• **Data records**
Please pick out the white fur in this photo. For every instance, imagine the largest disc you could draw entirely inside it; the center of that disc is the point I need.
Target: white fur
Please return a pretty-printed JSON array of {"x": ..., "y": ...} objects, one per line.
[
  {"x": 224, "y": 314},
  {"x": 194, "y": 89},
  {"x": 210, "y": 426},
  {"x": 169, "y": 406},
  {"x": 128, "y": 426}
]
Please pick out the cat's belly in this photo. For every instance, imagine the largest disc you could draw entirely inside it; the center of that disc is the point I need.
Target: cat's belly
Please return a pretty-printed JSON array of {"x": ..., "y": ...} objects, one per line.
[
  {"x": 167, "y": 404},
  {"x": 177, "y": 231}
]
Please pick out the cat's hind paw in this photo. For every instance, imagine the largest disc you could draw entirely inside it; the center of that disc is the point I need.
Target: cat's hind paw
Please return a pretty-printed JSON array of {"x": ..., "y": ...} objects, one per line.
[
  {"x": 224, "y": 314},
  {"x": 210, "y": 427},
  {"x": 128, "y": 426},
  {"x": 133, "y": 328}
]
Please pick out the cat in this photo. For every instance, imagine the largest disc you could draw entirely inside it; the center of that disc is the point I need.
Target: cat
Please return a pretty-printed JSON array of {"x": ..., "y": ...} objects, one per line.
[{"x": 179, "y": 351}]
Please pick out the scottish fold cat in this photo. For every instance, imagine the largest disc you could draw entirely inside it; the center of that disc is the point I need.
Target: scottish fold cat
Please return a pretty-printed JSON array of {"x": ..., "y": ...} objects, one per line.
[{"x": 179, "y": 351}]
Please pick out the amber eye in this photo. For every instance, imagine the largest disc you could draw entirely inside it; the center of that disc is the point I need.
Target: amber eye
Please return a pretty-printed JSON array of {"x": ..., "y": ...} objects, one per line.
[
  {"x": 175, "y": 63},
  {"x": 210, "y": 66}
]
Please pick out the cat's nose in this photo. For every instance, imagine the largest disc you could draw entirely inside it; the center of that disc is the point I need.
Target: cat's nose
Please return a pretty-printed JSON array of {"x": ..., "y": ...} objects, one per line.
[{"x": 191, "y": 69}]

• **Task**
Every record must be given again exactly as it was written.

• **Response area**
Please pick out the white fur in this photo. For every instance, imagine the largest disc you could draw entirely inside it; the center of that disc is the point I need.
Target: white fur
Please return a pretty-printed JSON array of {"x": ..., "y": ...} objects, one per line.
[
  {"x": 224, "y": 314},
  {"x": 194, "y": 89},
  {"x": 210, "y": 426},
  {"x": 169, "y": 406},
  {"x": 128, "y": 426}
]
Please pick out the cat's belly in this photo. For every instance, imagine the largest disc you could draw entirely inside it; the center of that disc is the point I need.
Target: cat's belly
Please return a pretty-printed JSON array of {"x": ..., "y": ...} objects, one per line.
[
  {"x": 167, "y": 404},
  {"x": 177, "y": 231}
]
Please pick out the cat's hind paw in this photo. For every instance, imagine the largest disc you could draw entirely inside it; the center of that disc is the point I need.
Target: cat's hind paw
Please return a pretty-printed JSON array of {"x": ..., "y": ...} objects, one per line.
[
  {"x": 224, "y": 314},
  {"x": 210, "y": 427},
  {"x": 128, "y": 426},
  {"x": 133, "y": 328}
]
Please pick out the cat in this photo. For every instance, imagine the largest disc you could draw entirely inside it; the center of that disc is the point I need.
Target: cat
Please return a pretty-printed JSON array of {"x": ..., "y": ...} objects, one per line.
[{"x": 179, "y": 351}]
Please pick out the scottish fold cat in this photo. For every instance, imagine the largest disc you could draw entirely inside it; the center of that disc is the point I need.
Target: scottish fold cat
Please return a pretty-printed JSON array of {"x": ..., "y": ...} objects, one per line.
[{"x": 179, "y": 351}]
Please pick out the amber eye in this photo. For every instance, imagine the largest disc you could draw entirely inside it; the center of that disc is the point I need.
Target: amber eye
Please return a pretty-printed JSON array of {"x": ..., "y": ...} objects, one per line.
[
  {"x": 175, "y": 63},
  {"x": 210, "y": 66}
]
Please pick out the cat's nose in this photo. For every instance, imagine the largest disc you could draw entirely inside it; the center of that disc is the point I need.
Target: cat's nose
Please return a pretty-printed JSON array of {"x": ..., "y": ...} objects, one per line.
[{"x": 191, "y": 69}]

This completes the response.